(Raw data)

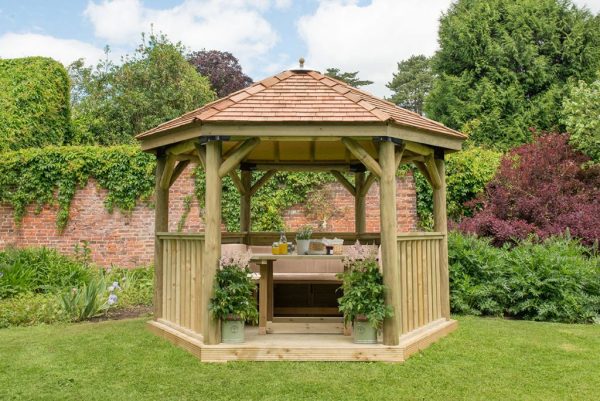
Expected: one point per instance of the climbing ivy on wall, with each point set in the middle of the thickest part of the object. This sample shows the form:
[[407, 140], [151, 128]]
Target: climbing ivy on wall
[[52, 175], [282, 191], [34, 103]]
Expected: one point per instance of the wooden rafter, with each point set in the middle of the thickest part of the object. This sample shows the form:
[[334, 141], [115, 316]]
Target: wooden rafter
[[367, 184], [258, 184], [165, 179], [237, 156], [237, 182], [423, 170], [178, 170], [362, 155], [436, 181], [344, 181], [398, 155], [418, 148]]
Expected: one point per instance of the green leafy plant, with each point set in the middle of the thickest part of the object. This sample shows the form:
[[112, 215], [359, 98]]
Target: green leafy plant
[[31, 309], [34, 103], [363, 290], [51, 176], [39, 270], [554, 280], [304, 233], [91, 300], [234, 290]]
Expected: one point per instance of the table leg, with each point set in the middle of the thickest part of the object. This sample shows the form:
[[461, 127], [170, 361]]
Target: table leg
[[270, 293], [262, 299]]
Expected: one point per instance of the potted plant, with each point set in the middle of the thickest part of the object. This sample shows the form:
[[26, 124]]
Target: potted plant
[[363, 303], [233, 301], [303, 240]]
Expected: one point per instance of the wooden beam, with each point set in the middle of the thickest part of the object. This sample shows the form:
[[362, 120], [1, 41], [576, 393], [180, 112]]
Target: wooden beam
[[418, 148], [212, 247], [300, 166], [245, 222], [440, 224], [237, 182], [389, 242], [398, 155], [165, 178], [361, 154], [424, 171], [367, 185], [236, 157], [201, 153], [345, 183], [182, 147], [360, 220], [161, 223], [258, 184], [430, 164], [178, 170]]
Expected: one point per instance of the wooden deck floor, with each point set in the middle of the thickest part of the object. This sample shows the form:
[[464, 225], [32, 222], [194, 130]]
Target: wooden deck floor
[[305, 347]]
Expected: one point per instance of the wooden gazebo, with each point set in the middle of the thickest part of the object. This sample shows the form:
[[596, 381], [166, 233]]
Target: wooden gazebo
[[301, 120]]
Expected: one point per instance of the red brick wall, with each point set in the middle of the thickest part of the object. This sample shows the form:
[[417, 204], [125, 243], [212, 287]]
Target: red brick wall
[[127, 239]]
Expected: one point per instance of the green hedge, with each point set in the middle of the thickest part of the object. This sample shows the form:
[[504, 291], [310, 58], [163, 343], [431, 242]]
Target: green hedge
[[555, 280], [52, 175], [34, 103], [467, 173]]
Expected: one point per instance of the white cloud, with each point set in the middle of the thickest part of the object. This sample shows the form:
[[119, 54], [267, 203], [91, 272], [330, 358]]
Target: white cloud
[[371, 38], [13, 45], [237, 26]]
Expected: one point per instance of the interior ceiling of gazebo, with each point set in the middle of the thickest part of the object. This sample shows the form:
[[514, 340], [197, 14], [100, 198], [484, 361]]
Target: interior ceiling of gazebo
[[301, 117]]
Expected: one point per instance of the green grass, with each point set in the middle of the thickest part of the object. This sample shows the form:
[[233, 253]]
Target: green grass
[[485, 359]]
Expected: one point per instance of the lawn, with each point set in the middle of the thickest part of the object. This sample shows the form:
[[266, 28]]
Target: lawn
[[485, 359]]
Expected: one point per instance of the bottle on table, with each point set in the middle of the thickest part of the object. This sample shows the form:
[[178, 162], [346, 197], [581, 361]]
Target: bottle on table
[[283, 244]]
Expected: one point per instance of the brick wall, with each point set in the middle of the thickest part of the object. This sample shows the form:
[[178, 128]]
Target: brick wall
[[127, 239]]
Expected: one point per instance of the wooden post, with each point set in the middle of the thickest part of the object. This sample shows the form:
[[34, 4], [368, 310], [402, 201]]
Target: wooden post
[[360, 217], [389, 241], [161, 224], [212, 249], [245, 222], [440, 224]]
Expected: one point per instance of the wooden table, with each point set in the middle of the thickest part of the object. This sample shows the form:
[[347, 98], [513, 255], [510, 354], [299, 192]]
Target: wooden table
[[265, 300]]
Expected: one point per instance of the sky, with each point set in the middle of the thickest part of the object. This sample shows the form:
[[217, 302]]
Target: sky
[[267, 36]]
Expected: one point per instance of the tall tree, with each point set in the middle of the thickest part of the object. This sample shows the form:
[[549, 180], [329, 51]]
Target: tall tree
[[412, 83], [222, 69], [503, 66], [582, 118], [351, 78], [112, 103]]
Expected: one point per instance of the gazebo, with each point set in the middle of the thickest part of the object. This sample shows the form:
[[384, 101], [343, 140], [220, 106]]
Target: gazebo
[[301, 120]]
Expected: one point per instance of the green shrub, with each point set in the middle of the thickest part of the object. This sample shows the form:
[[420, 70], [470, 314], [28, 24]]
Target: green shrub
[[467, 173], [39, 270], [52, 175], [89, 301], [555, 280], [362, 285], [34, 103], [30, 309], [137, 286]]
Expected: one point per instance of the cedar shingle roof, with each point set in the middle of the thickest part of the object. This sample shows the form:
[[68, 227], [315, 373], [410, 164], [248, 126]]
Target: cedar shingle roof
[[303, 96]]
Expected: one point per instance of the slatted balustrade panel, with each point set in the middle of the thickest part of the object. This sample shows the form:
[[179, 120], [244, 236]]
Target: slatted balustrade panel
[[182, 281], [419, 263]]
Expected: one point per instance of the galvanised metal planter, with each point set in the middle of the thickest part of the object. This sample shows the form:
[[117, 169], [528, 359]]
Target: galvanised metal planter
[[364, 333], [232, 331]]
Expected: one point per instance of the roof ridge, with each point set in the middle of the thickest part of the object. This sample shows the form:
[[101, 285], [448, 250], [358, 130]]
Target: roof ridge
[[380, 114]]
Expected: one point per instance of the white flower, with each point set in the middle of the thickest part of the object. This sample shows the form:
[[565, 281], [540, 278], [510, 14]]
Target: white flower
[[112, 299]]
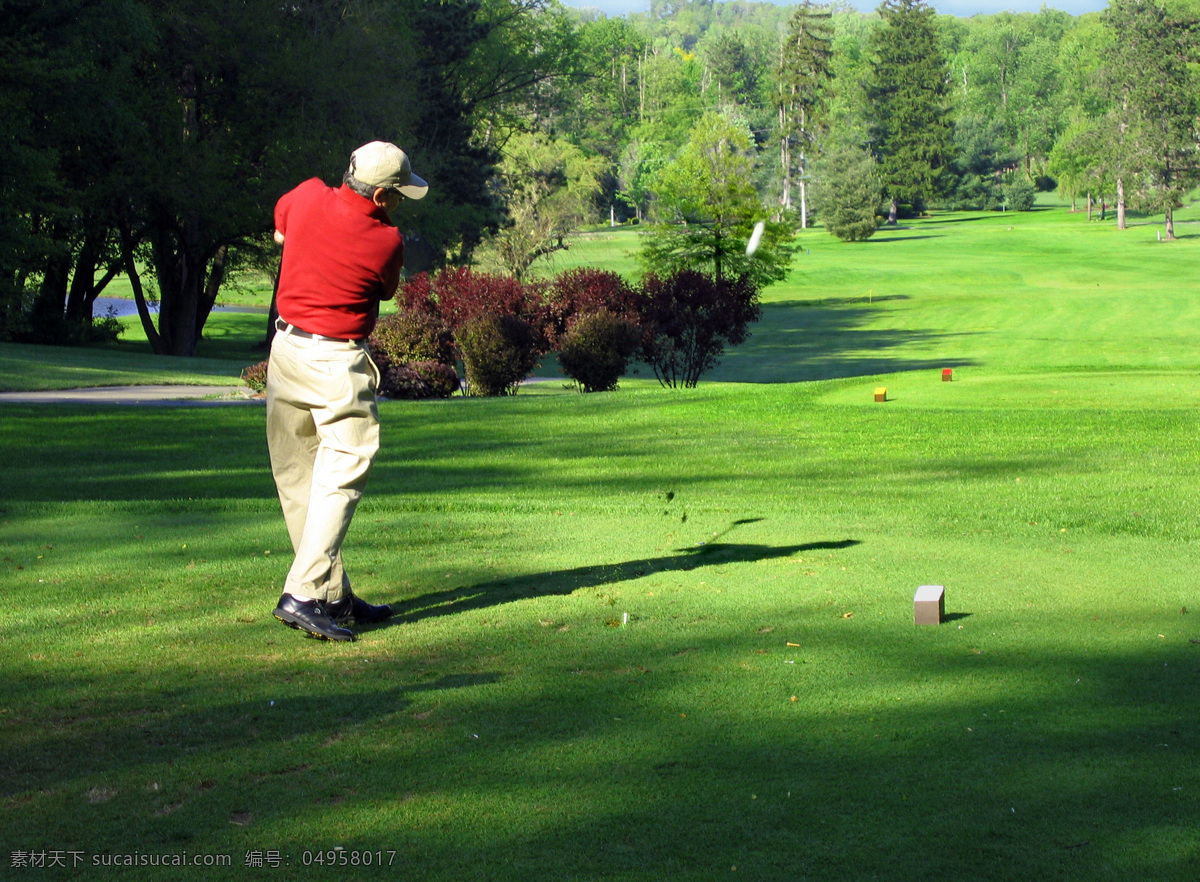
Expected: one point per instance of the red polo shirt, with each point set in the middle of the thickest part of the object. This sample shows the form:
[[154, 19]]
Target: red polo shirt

(End Raw data)

Aim of the exercise: Work out how many lines in the records above hold the string "polo", then give only that count.

Response: 2